> [Excerpts from a dataset]:
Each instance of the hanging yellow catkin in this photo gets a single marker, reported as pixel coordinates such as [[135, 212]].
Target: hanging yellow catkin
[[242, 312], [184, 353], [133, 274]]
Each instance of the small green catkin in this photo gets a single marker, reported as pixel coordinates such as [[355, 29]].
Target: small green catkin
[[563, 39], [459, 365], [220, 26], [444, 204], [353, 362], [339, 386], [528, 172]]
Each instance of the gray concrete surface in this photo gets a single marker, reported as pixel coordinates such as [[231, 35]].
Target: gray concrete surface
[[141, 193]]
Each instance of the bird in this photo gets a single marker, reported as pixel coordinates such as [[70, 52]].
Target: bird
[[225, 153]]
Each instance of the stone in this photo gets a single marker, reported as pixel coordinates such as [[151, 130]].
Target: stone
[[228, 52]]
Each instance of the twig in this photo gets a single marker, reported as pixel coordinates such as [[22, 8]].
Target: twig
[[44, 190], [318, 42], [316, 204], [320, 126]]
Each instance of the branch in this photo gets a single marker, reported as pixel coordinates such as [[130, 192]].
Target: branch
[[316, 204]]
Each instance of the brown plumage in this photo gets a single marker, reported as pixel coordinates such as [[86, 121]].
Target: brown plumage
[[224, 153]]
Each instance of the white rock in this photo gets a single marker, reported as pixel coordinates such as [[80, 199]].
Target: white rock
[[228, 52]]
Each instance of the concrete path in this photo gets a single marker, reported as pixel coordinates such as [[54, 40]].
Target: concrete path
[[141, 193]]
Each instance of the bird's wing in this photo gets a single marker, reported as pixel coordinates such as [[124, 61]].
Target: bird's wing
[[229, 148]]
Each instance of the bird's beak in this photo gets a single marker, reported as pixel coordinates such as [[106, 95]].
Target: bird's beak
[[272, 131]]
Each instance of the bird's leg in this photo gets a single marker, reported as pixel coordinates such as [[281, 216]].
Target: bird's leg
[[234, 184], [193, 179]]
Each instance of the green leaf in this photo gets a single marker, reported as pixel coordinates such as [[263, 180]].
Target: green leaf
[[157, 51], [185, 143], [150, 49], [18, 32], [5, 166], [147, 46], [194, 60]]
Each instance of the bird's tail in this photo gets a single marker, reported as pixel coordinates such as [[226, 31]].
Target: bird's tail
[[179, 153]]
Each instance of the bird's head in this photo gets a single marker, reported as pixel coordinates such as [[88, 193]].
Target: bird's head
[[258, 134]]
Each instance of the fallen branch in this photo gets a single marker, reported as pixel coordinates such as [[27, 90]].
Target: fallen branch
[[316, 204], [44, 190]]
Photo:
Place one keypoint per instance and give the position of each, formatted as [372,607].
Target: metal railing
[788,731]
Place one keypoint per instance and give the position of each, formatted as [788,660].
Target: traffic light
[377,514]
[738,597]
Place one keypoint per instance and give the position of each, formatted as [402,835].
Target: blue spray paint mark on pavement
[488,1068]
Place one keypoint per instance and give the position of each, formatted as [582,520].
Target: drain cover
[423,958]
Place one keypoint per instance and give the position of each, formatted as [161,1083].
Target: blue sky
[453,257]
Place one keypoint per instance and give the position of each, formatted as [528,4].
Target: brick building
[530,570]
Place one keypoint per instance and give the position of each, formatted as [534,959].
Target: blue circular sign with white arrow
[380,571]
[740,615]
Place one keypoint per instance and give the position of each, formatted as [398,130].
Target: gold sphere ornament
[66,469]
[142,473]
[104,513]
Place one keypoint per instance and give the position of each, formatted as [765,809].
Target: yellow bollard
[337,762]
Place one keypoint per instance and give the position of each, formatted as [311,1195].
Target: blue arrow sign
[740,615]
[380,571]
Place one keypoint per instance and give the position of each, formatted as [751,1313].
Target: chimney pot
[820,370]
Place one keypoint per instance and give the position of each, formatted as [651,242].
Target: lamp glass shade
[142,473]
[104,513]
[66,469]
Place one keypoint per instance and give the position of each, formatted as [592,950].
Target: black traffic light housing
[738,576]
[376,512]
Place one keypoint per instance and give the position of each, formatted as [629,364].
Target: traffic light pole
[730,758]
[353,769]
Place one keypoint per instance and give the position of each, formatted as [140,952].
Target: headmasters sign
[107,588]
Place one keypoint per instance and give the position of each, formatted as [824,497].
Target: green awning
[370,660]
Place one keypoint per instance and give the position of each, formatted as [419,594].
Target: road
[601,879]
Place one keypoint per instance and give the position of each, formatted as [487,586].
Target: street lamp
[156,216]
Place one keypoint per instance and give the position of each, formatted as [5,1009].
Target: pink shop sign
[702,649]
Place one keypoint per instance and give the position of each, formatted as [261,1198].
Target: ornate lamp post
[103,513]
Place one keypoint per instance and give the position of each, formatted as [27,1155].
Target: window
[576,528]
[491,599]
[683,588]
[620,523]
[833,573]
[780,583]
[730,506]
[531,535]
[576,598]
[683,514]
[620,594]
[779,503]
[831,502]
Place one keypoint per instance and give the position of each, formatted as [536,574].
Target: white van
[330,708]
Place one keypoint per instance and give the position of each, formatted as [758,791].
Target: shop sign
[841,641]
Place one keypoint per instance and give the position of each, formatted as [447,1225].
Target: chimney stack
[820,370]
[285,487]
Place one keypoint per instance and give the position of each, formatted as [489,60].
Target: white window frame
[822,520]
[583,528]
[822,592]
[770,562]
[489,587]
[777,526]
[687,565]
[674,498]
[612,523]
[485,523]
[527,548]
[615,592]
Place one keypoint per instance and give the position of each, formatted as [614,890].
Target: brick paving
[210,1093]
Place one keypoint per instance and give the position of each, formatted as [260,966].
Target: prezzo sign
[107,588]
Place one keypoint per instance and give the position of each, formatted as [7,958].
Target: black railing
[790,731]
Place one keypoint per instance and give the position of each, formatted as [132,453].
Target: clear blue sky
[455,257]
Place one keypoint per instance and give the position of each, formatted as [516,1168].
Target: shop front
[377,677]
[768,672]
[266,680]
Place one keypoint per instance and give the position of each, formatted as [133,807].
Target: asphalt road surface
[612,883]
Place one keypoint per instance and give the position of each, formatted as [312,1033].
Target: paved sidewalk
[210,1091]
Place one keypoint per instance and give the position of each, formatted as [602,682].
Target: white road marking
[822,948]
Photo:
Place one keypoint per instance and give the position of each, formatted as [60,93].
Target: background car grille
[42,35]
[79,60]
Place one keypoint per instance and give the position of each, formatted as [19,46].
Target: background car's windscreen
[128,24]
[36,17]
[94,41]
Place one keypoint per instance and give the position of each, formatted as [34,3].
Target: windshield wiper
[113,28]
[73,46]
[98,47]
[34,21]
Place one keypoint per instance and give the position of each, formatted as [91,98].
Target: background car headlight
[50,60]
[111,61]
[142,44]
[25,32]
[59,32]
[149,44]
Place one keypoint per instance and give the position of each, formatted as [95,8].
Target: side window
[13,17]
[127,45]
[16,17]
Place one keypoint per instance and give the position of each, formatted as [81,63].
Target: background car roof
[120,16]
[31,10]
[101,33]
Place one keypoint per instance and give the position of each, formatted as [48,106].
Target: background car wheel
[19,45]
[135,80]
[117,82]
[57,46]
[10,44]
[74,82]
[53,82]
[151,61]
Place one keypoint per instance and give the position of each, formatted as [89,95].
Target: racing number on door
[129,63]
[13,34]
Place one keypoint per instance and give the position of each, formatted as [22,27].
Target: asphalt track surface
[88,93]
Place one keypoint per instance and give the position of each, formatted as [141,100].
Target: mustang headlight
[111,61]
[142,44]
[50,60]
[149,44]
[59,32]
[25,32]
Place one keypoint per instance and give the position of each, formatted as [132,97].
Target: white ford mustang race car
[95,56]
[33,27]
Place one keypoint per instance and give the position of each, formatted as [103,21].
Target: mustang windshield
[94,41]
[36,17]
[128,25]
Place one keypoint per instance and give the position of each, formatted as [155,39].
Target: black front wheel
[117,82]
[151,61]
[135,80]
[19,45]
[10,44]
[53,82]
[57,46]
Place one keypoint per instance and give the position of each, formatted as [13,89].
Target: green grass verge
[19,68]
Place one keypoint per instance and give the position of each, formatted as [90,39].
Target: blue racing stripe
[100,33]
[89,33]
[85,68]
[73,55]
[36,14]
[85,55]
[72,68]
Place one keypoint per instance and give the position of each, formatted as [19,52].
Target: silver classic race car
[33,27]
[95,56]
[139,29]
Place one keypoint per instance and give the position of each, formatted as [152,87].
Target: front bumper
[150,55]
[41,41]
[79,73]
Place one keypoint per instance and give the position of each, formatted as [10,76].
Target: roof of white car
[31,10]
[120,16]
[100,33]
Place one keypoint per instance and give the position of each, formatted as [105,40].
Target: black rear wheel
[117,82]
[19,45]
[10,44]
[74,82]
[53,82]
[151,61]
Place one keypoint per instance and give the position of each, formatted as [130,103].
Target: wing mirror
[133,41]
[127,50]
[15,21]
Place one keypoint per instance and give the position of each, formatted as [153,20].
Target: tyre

> [Task requirements]: Given the records above, reproduce precisely and only the lines between the line holding "Each instance of the gray" and the line holding "Each instance of the branch", inclusive.

> [Answer]:
Each instance of the gray concrete surface in this photo gets a single marker, reported as pixel coordinates such as [[231, 35]].
Target: gray concrete surface
[[141, 193]]
Each instance of the bird in this photo gets a single marker, reported as pixel coordinates such as [[70, 52]].
Target: bird
[[225, 153]]
Each instance of the stone in this photo gets a single marker, reported as pixel coordinates such as [[151, 130]].
Target: stone
[[228, 52]]
Each instance of the twig in this photo gets a single marker, reported as pixel coordinates such as [[22, 8]].
Target: twig
[[44, 190], [318, 42], [316, 204], [320, 126]]
Each instance of the branch in this photo gets a single marker, reported as pixel coordinates such as [[130, 192]].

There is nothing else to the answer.